WORK REQUIRED: Every line of the material below in which "wooden" shows up is to be located and copied.

ENTRIES SHOWN:
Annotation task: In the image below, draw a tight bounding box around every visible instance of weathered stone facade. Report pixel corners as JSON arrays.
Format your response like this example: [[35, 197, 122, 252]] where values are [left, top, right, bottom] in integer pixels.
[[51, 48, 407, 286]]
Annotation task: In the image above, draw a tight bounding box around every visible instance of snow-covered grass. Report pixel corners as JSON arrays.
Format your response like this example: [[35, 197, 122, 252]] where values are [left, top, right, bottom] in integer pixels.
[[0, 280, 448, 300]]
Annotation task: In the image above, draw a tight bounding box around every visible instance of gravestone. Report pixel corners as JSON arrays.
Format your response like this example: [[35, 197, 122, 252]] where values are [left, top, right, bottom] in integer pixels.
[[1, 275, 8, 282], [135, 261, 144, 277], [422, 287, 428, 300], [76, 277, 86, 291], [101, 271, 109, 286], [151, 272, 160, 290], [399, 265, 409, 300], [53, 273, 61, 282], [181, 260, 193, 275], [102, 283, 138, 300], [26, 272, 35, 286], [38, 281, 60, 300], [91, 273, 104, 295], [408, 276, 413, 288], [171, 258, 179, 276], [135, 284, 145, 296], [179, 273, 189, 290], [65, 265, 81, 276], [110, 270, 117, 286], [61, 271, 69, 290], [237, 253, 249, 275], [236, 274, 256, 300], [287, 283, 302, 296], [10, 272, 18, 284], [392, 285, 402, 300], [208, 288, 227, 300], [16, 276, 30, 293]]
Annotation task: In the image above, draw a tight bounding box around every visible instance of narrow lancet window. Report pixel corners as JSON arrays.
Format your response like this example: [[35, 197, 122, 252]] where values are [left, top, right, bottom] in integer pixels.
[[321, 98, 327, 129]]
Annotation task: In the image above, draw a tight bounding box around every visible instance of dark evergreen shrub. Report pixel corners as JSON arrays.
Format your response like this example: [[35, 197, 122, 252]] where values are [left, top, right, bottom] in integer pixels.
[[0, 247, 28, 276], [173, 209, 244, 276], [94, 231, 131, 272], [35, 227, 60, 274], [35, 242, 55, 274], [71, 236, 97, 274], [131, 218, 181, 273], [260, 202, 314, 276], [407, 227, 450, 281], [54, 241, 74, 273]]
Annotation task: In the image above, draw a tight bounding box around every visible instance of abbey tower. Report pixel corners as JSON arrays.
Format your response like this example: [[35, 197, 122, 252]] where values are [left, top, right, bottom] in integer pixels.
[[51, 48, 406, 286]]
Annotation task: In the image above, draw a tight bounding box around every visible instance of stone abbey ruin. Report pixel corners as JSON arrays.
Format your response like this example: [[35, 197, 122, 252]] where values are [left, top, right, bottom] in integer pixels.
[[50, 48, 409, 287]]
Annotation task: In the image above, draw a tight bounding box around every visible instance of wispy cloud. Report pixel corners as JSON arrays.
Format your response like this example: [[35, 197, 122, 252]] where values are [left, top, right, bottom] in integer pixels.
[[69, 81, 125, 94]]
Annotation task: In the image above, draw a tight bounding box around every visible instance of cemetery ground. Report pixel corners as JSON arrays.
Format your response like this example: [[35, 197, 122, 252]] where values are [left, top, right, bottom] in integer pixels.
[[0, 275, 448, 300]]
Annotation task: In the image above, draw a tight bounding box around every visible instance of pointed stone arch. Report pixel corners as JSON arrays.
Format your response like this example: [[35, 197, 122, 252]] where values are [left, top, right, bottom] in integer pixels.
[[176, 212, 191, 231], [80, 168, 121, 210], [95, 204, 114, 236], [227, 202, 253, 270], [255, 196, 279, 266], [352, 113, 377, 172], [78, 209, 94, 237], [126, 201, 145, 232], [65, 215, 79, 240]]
==
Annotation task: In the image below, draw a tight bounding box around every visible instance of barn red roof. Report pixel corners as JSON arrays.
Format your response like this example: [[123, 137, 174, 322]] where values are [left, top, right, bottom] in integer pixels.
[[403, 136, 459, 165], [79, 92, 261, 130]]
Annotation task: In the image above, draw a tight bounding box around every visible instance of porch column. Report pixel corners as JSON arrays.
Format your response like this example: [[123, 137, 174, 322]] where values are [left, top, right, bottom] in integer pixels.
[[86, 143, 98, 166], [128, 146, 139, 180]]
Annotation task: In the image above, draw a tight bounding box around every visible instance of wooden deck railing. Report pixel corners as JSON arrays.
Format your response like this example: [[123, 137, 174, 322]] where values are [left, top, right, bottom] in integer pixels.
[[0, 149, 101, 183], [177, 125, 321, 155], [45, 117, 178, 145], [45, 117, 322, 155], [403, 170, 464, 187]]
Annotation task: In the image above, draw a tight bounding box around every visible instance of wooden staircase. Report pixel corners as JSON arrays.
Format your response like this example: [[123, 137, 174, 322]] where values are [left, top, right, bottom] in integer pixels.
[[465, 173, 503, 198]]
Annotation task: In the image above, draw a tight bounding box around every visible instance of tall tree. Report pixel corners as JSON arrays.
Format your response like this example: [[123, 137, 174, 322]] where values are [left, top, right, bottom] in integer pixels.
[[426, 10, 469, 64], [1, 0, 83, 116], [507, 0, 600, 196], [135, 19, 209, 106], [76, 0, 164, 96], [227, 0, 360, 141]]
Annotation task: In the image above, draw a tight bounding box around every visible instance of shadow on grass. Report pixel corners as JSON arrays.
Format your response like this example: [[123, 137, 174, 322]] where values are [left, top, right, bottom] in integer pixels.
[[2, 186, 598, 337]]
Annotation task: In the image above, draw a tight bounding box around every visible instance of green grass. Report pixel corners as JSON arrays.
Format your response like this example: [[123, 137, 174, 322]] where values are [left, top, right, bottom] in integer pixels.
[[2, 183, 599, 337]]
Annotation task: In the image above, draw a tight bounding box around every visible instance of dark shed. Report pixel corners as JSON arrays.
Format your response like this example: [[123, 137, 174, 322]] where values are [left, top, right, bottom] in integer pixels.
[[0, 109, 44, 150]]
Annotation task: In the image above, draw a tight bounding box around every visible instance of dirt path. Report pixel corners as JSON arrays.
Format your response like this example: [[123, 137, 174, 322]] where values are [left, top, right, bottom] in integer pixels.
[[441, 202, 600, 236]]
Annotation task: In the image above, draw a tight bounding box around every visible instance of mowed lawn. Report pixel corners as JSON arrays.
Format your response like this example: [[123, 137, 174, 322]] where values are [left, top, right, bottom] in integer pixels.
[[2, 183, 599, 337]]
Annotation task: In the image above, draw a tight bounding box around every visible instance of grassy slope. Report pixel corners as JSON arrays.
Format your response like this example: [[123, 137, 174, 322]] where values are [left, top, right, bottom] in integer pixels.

REPLY:
Annotation task: In the image above, draw a tight bounding box around every visible instance of wooden deck railing. Report pixel corners as JSON arrays.
Annotation task: In the image above, draw a tight bounding box around every visible instance of wooden staircase. Report pixel corners as JSON arrays.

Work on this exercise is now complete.